The tour group visited a number of Swiss-funded aid projects, such as an agricultural one with a focus on cultivation methods for steep slopes. In addition, Switzerland has been supplying milk powder which is enriched with vitamins and distributed to infants, schools, hospitals and day care centres through the World Food Programme (WFP). “The project makes sense and helps the population,” Vollmer said.

There is little traffic outside Pyongyang and hardly any private transport. “On the highway, our bus was all alone. There were potholes, and we also drove on dirt roads – where corn was being dried and pedestrians and cyclists were travelling, too. It was pretty demanding for our driver; it took two hours to cover 60 kilometres.”

“Some of North Korea looks like Switzerland’s Emmental. Gently rolling hills plus steep slopes and many mountains with little arable farmland.” Although North Korea’s landscape is similar to that of the Emmental, he adds “the country is still a far cry from a democratic civil society”.

According to Vollmer, an atmosphere of change had prevailed there during his last visit in 1985. “At that time, agricultural mechanization was taking off there, and North Korea was developing its own tractors. But the fall of the Berlin Wall and the disintegration of the Soviet Union brought on a total collapse. From one day to the next, Russia turned off the oil spigot and only delivered in exchange for hard currency, while the North Korean economy was on the brink of ruin. Then came the great famine – a huge setback,” Vollmer said.

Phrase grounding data
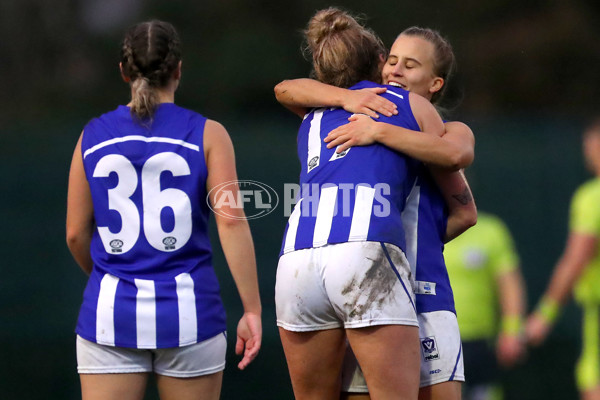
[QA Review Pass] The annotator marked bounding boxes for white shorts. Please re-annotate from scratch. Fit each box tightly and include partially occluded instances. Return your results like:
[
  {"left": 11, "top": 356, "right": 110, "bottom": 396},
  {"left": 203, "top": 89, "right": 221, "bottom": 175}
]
[
  {"left": 275, "top": 242, "right": 418, "bottom": 332},
  {"left": 77, "top": 332, "right": 227, "bottom": 378},
  {"left": 342, "top": 311, "right": 465, "bottom": 393}
]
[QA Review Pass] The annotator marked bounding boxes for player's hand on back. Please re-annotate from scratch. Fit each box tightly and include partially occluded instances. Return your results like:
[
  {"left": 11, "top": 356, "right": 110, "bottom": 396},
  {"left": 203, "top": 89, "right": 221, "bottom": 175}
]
[{"left": 342, "top": 87, "right": 398, "bottom": 118}]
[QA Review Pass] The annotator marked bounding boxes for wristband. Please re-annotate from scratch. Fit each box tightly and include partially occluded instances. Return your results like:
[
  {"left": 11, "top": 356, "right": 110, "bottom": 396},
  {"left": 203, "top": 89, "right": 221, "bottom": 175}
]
[
  {"left": 537, "top": 297, "right": 560, "bottom": 324},
  {"left": 500, "top": 315, "right": 523, "bottom": 336}
]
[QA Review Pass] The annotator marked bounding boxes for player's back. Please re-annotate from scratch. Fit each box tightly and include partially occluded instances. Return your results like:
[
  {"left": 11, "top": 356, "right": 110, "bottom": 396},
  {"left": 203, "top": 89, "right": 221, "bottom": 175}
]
[
  {"left": 77, "top": 103, "right": 225, "bottom": 348},
  {"left": 282, "top": 82, "right": 420, "bottom": 253}
]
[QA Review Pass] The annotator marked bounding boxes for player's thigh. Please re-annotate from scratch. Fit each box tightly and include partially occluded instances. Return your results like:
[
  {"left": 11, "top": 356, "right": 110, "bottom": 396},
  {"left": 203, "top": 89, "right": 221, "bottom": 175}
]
[
  {"left": 419, "top": 381, "right": 462, "bottom": 400},
  {"left": 156, "top": 371, "right": 223, "bottom": 400},
  {"left": 342, "top": 345, "right": 369, "bottom": 399},
  {"left": 79, "top": 373, "right": 148, "bottom": 400},
  {"left": 418, "top": 311, "right": 465, "bottom": 390},
  {"left": 346, "top": 325, "right": 420, "bottom": 399},
  {"left": 340, "top": 392, "right": 371, "bottom": 400},
  {"left": 76, "top": 336, "right": 152, "bottom": 400},
  {"left": 279, "top": 328, "right": 346, "bottom": 399}
]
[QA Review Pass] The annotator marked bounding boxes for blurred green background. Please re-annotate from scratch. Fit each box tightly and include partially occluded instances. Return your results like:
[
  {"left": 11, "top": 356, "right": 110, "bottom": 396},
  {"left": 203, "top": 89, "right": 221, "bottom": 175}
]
[{"left": 0, "top": 0, "right": 600, "bottom": 400}]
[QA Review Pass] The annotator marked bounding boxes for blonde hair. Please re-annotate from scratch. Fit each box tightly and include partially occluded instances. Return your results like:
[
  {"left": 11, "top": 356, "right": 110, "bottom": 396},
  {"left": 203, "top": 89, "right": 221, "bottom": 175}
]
[
  {"left": 304, "top": 7, "right": 386, "bottom": 88},
  {"left": 121, "top": 20, "right": 181, "bottom": 122},
  {"left": 399, "top": 26, "right": 456, "bottom": 105}
]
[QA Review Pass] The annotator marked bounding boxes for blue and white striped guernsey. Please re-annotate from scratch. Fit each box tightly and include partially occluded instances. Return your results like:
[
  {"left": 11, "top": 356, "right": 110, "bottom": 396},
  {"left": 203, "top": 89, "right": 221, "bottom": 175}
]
[
  {"left": 402, "top": 164, "right": 456, "bottom": 314},
  {"left": 76, "top": 103, "right": 226, "bottom": 349},
  {"left": 281, "top": 81, "right": 420, "bottom": 254}
]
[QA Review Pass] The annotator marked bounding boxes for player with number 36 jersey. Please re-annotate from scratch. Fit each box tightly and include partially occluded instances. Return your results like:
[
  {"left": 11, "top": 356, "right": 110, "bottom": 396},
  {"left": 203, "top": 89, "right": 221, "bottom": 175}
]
[{"left": 77, "top": 103, "right": 226, "bottom": 348}]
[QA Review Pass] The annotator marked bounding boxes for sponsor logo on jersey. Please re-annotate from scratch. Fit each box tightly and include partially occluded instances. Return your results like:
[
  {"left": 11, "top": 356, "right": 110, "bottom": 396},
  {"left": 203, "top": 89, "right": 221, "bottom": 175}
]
[
  {"left": 421, "top": 336, "right": 440, "bottom": 361},
  {"left": 109, "top": 239, "right": 123, "bottom": 253},
  {"left": 415, "top": 281, "right": 436, "bottom": 296},
  {"left": 206, "top": 180, "right": 279, "bottom": 219},
  {"left": 163, "top": 236, "right": 177, "bottom": 250},
  {"left": 329, "top": 146, "right": 351, "bottom": 161}
]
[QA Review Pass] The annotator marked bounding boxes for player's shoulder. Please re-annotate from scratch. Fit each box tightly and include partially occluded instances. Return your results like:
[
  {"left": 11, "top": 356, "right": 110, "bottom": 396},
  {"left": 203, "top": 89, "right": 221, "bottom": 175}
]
[
  {"left": 471, "top": 211, "right": 508, "bottom": 234},
  {"left": 575, "top": 178, "right": 600, "bottom": 195}
]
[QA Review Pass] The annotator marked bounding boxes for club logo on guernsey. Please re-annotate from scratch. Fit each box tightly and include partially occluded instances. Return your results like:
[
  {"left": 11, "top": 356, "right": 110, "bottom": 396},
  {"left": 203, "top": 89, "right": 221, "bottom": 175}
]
[
  {"left": 109, "top": 239, "right": 123, "bottom": 253},
  {"left": 207, "top": 180, "right": 279, "bottom": 220},
  {"left": 163, "top": 236, "right": 177, "bottom": 250},
  {"left": 421, "top": 336, "right": 440, "bottom": 361}
]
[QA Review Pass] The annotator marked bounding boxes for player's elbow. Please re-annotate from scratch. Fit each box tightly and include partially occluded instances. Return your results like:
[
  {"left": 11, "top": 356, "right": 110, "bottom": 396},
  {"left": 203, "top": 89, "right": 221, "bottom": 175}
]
[
  {"left": 459, "top": 207, "right": 477, "bottom": 231},
  {"left": 446, "top": 149, "right": 474, "bottom": 171},
  {"left": 66, "top": 227, "right": 84, "bottom": 253}
]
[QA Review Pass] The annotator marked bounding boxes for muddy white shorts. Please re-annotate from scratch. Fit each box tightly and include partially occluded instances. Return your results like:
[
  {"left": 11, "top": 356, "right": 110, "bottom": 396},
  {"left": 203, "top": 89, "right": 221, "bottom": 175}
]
[
  {"left": 342, "top": 311, "right": 465, "bottom": 393},
  {"left": 77, "top": 332, "right": 227, "bottom": 378},
  {"left": 275, "top": 242, "right": 418, "bottom": 332}
]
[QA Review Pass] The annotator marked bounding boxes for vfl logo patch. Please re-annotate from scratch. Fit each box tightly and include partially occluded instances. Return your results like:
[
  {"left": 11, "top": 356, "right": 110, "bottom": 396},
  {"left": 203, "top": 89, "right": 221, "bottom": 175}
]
[
  {"left": 163, "top": 236, "right": 177, "bottom": 250},
  {"left": 415, "top": 281, "right": 436, "bottom": 296},
  {"left": 308, "top": 156, "right": 319, "bottom": 172},
  {"left": 329, "top": 146, "right": 351, "bottom": 161},
  {"left": 421, "top": 336, "right": 440, "bottom": 361},
  {"left": 109, "top": 239, "right": 123, "bottom": 253}
]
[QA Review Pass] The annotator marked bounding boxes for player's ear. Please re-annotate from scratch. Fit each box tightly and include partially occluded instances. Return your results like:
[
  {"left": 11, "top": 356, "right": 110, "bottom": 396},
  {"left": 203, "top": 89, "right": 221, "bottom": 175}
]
[
  {"left": 173, "top": 60, "right": 183, "bottom": 81},
  {"left": 119, "top": 63, "right": 131, "bottom": 83},
  {"left": 429, "top": 76, "right": 444, "bottom": 94}
]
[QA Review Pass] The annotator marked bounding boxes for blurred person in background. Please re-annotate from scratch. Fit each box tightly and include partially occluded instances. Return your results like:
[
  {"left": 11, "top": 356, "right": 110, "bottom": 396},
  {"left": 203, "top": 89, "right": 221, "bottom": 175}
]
[
  {"left": 444, "top": 212, "right": 525, "bottom": 400},
  {"left": 276, "top": 27, "right": 477, "bottom": 400},
  {"left": 67, "top": 21, "right": 262, "bottom": 400},
  {"left": 526, "top": 119, "right": 600, "bottom": 400}
]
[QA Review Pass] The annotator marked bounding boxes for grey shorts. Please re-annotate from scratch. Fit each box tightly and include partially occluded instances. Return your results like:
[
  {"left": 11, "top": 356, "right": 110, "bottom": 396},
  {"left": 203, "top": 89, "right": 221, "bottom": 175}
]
[
  {"left": 342, "top": 311, "right": 465, "bottom": 393},
  {"left": 77, "top": 332, "right": 227, "bottom": 378}
]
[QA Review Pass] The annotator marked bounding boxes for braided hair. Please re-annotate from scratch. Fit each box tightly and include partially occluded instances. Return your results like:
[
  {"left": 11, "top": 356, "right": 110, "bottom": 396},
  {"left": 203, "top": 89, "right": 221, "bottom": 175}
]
[
  {"left": 304, "top": 7, "right": 387, "bottom": 88},
  {"left": 121, "top": 20, "right": 181, "bottom": 121},
  {"left": 399, "top": 26, "right": 456, "bottom": 106}
]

■ **ABOUT THIS TASK**: Condense the paragraph of the North Korea travel account that begins "According to Vollmer" into a short bulleted list that keeps its main facts. The rows have nothing to do with this task.

■ **SOLUTION TO THIS PROBLEM**:
- Vollmer found an atmosphere of change on his last visit in 1985.
- Agricultural mechanization was taking off, and North Korea was developing its own tractors.
- The fall of the Berlin Wall and the breakup of the Soviet Union brought a total collapse.
- Russia suddenly cut off oil, supplying it only for hard currency, and the economy neared ruin.
- The great famine followed, a huge setback.